▶ [Required work]:
[1] Summarize the text on California's COVID-19 reporting law in two sentences.
[2] Pick up the text on California's COVID-19 reporting law after its final sentence and keep writing.

▶ [Text]:
California Enacts COVID-19 Reporting Requirements for Employers
On September 17, 2020, California Governor Gavin Newsom signed AB-685, which creates new COVID-19 reporting requirements for employers, increases mandatory public disclosure of COVID-19 outbreaks, and expands the powers of Cal/OSHA to cite and shut down employers with worksite infections in a streamlined process.
The law requires all public and private employers that find out about workplace exposure to COVID-19 to provide written notification to employees and contractors who were on the premises at the same worksite during the infectious period within one business day of becoming aware of the potential exposure. Any union representative must also be notified of the outbreak. The written notice must include information regarding COVID-19 benefits under state and federal law, workers’ compensation rights, legally mandated and employer-provided sick leave options, as well as anti-discrimination and anti-retaliation protections (the law prohibits retaliation against a worker for disclosing a positive COVID-19 test or diagnosis or order to quarantine or isolate). The notice must also include information about the employer’s disinfection and safety plan that the employer will implement and complete per the guidelines of the federal Centers for Disease Control. The notice must be written in English and in the language understood by the majority of workers. These notices must be kept for at least three years. The notice requirements will expire on January 1, 2023.
Workplaces with a COVID-19 outbreak as defined by the State Department of Public Health (currently defined as three or more cases) must provide information to local public health agencies within 48 hours. The notice must include the names, number, occupation, and worksite of all persons with laboratory-confirmed COVID-19, a positive COVID-19 diagnosis from a licensed health care provider, a COVID-19-related order to isolate provided by a public health official, or who have died due to COVID-19. In addition, the notice must provide the business address and North American Classification System (NAICS) code of the worksite where the qualifying individuals work. The notice provided to the local public health agency shall also include the same information that would be required in a Cal/OSHA Form 300 incident report regardless of whether the employer is required to maintain a Cal/OSHA Form 300 injury and illness log. After this initial report, the employer must continue to give notice to the local health department of any subsequent laboratory-confirmed cases of COVID-19 at the worksite. Health facilities are excluded from this reporting requirement.

Natural language region descriptions:
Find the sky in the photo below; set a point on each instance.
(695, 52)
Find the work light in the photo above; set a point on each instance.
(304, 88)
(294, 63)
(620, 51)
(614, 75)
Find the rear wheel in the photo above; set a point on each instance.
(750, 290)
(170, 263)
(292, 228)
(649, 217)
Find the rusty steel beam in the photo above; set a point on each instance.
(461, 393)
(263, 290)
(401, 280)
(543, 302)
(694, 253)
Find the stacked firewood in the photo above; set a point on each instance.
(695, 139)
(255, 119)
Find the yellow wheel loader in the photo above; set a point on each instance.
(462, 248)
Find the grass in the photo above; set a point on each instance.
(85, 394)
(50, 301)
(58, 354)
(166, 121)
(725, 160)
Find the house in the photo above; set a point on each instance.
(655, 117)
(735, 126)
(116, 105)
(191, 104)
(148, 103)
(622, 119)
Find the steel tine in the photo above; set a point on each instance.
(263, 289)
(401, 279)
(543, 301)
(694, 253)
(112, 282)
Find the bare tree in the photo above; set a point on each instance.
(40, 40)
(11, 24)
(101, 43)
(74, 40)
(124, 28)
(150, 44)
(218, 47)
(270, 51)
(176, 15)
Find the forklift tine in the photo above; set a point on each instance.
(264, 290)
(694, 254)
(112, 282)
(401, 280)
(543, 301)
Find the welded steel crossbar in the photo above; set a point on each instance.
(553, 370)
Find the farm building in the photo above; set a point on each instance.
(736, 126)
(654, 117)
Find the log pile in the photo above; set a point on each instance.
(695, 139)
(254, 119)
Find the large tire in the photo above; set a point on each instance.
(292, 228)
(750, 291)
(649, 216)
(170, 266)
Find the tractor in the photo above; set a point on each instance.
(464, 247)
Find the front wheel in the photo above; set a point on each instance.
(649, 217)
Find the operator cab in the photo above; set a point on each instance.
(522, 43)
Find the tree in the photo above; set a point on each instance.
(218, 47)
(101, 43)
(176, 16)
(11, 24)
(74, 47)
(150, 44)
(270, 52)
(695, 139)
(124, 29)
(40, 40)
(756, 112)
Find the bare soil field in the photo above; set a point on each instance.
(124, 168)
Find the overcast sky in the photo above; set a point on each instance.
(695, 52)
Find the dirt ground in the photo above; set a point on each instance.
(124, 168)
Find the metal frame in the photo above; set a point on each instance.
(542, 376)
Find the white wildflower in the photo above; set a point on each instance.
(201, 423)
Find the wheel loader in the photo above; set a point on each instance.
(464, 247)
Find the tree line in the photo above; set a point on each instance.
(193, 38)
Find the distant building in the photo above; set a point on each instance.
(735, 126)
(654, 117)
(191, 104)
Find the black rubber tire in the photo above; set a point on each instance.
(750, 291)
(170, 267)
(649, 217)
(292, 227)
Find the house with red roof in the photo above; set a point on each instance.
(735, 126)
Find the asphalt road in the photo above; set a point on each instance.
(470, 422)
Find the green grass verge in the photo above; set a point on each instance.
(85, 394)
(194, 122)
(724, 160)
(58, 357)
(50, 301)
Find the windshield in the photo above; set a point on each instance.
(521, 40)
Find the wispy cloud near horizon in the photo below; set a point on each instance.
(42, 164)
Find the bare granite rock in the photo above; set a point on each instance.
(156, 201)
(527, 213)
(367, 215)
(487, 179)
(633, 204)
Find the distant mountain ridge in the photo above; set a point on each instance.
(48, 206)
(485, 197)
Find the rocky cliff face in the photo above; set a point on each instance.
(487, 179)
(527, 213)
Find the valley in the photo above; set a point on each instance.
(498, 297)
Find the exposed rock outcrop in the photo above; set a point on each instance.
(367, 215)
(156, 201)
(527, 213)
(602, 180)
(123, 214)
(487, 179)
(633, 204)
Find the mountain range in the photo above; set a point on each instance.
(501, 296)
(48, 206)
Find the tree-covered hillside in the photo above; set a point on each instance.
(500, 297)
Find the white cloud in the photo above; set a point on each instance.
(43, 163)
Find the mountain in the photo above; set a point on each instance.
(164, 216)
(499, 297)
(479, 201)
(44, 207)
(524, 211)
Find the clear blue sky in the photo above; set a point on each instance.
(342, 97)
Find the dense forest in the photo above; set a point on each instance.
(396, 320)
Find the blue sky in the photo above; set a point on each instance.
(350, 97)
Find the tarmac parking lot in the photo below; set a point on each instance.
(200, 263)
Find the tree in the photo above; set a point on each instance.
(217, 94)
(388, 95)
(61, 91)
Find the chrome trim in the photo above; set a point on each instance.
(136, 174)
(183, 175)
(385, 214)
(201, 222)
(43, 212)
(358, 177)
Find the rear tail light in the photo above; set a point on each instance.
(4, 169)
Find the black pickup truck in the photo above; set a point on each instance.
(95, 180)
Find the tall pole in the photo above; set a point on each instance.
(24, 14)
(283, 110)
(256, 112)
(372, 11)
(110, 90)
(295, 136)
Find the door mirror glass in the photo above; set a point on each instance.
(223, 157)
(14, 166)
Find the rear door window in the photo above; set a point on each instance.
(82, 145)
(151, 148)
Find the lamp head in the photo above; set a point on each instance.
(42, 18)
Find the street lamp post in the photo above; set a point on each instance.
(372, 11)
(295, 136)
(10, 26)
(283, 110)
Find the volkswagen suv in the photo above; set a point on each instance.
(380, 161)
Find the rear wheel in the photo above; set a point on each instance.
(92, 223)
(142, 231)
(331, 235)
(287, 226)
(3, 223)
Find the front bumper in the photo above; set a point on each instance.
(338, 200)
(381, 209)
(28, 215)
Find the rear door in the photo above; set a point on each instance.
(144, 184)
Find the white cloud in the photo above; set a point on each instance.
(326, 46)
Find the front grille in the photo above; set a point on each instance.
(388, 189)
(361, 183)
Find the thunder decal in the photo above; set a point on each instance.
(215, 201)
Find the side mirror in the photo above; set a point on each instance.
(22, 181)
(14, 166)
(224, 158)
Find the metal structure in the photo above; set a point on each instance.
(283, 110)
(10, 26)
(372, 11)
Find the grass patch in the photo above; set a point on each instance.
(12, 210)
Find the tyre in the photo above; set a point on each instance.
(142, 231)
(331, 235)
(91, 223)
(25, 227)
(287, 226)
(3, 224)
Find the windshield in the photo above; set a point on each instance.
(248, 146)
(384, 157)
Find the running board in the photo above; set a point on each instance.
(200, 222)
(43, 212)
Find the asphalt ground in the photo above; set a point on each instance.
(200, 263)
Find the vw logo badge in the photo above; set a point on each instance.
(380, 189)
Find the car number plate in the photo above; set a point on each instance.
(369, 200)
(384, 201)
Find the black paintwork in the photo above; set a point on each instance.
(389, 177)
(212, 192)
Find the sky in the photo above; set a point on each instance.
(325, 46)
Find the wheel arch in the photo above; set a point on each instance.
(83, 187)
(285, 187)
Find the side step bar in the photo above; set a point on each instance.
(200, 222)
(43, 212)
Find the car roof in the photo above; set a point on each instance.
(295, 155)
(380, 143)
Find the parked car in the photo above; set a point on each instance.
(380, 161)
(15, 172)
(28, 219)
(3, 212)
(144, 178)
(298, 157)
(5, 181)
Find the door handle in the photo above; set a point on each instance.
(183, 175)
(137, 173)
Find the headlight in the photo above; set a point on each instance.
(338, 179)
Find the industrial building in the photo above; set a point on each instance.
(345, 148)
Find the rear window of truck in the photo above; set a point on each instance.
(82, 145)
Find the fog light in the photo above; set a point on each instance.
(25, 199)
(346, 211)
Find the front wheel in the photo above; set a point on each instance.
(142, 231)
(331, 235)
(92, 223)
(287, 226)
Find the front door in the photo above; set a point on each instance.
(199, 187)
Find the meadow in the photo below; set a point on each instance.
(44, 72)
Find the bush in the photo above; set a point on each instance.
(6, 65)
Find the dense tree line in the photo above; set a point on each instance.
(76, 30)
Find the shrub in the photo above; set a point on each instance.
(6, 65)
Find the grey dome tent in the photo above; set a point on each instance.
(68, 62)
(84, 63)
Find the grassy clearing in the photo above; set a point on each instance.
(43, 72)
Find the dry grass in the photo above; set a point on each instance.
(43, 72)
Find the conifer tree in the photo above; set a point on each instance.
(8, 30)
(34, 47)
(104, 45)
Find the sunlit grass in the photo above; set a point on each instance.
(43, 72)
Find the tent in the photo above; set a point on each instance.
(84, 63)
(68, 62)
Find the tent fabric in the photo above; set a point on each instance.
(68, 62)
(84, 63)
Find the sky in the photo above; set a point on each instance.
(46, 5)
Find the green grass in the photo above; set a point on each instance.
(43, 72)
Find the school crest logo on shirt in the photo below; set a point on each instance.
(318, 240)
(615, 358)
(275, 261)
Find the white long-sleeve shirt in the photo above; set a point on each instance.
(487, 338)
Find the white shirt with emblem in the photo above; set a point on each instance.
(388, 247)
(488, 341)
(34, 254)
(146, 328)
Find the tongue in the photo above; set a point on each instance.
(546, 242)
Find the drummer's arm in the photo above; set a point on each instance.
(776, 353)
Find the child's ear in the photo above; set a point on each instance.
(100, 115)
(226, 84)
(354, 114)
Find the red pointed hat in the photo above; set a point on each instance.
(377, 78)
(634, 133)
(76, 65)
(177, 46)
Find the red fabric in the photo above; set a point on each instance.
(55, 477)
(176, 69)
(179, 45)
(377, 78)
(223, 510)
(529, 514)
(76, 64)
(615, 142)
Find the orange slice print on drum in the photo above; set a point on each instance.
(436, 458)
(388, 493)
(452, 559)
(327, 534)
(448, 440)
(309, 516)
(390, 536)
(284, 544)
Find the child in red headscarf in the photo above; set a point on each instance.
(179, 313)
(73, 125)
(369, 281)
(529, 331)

▶ [Replies]:
[1] On September 17, 2020, California Governor Gavin Newsom signed AB-685, which creates new COVID-19 reporting requirements for employers, increases public disclosure of outbreaks, and expands Cal/OSHA's power to cite and shut down employers with worksite infections. Employers who learn of workplace exposure must notify employees and contractors at the same worksite in writing within one business day, and workplaces with an outbreak must report case information to local public health agencies within 48 hours.

[2]
The law also requires the State Department of Public Health to make workplace industry information received from local public health departments available on its internet website to allow the public to track the number and frequency of COVID-19 outbreaks and the number of COVID-19 cases and outbreaks by industry reported by any workplace. Local public health departments and the Division of Occupational Safety and Health will provide a link to this page on their internet websites. No personally identifiable employee information will be made public or posted.
Business groups, including restaurant industry groups, criticized this aspect of the law and argued that it provides “no safety value because the data will be weeks old by the time it is posted, and the exposed employees will have already received notice.” Additionally, they noted that the public disclosure requirement would cause public shame for businesses that may be fully compliant with state and local requirements and which had no control of the infections among their staff.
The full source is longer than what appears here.